Le succès est ensuite pur sentiment de gratitude du public
emporté dans la beauté et la poésie mozartienne intemporelle. Menahem
Pressler offre deux bis au public, l’orchestre retenant son souffle,
mais les visages expriment souvent une belle émotion, pour déguster lui
aussi le cadeau du grand musicien. Un Nocturne de Chopin étiré dans les
limbes d’une nuit chaude d’été et une Mazurka … chaloupée en une
souplesse de félin. Presque 60 années séparent le jeune chef et le
pianiste sans âge mais ils partagent le même amour et le même respect
pour la musique. Ce pacte secret a été visible lors d’une entrée sur
scène où l’ancien donne le bras au jeune chef pour passer à travers les
rails et fils des caméras. La marche descendue, c’est la force du bras
de Pressler qui entraîne à son tour le chef dans le cercle de
l’orchestre, afin de saluer avec lui dans la lumière.

◆ Données fournies
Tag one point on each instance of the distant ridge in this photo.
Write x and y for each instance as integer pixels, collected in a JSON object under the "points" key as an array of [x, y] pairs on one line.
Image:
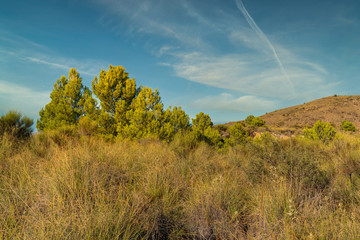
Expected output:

◆ Travail à faire
1. Recopiez le passage du compte rendu du concert qui commence par « Le succès est » et se termine par « dans la lumière. ».
2. Reprenez le compte rendu du concert là où il s'arrête et poursuivez-en la rédaction.

◆ Corrigé
1.
Le succès est ensuite pur sentiment de gratitude du public
emporté dans la beauté et la poésie mozartienne intemporelle. Menahem
Pressler offre deux bis au public, l’orchestre retenant son souffle,
mais les visages expriment souvent une belle émotion, pour déguster lui
aussi le cadeau du grand musicien. Un Nocturne de Chopin étiré dans les
limbes d’une nuit chaude d’été et une Mazurka … chaloupée en une
souplesse de félin. Presque 60 années séparent le jeune chef et le
pianiste sans âge mais ils partagent le même amour et le même respect
pour la musique. Ce pacte secret a été visible lors d’une entrée sur
scène où l’ancien donne le bras au jeune chef pour passer à travers les
rails et fils des caméras. La marche descendue, c’est la force du bras
de Pressler qui entraîne à son tour le chef dans le cercle de
l’orchestre, afin de saluer avec lui dans la lumière.

2.
Après une
si intense beauté, une force de vie si enthousiasmante et un court
entracte, le réveil aux réalités dures a été terrible. Car si nous
savions combien Tugan Sokhiev, en Russe de sang, comprend la musique de
Chostakovitch
, force est d’admettre qu’il ne cesse de progresser et
obtient de son orchestre une incroyable évolution pour rendre aux
toulousains toute la puissance, la violence, la douleur terrassante de
cette 5° symphonie de Chostakovitch.

Sans en dire trop,
rappelons qu’elle a été écrite dans une urgence primordiale, pour sauver
sa vie et celle de sa famille, au moment des purges staliniennes,
suite aux attaques immondes contre son chef d’œuvre Lady Macbeth de
Mnensk. L’acte créateur a dû être contre nature, tant la beauté de
l’opéra et sa puissance étaient connues du compositeur qui cachait de
peur de mise à mort une quatrième symphonie de la même hauteur
d’inspiration.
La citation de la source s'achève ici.